Exercise directions
In the data below, which lines hold the word "instance"? Copy them.

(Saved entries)
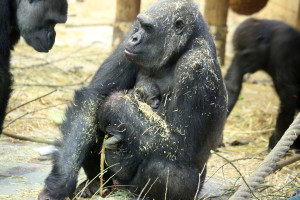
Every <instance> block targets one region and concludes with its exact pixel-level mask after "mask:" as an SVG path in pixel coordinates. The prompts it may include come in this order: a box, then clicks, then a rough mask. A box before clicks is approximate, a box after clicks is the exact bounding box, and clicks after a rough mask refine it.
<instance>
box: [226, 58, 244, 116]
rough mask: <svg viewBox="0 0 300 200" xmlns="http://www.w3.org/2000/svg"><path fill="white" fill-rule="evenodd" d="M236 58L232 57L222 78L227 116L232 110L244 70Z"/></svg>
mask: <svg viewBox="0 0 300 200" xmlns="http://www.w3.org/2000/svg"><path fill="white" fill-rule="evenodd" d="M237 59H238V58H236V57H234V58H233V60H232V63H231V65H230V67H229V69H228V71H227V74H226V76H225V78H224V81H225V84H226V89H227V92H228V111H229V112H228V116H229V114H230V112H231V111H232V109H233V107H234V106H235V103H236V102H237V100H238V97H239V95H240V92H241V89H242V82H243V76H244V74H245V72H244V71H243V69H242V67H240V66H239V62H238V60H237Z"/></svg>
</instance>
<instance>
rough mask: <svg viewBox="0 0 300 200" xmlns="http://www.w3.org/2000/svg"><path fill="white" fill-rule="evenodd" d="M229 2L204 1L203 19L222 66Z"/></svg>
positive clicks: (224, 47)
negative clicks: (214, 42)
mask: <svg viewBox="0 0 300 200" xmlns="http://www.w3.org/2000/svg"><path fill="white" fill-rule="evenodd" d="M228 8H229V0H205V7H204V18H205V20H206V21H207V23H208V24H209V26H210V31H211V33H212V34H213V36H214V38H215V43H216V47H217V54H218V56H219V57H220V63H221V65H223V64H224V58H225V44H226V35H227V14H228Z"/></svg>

Answer to the problem
Every <instance> block targets one region and concludes with its exact pixel-level mask after "mask:" as an SVG path in pixel coordinates. The prompts it may include come in this order: a box, then clicks, then a rough mask. A box before clicks is approximate, a box after clicks is the exact bounding box, and clicks after a rough mask refine it.
<instance>
</instance>
<instance>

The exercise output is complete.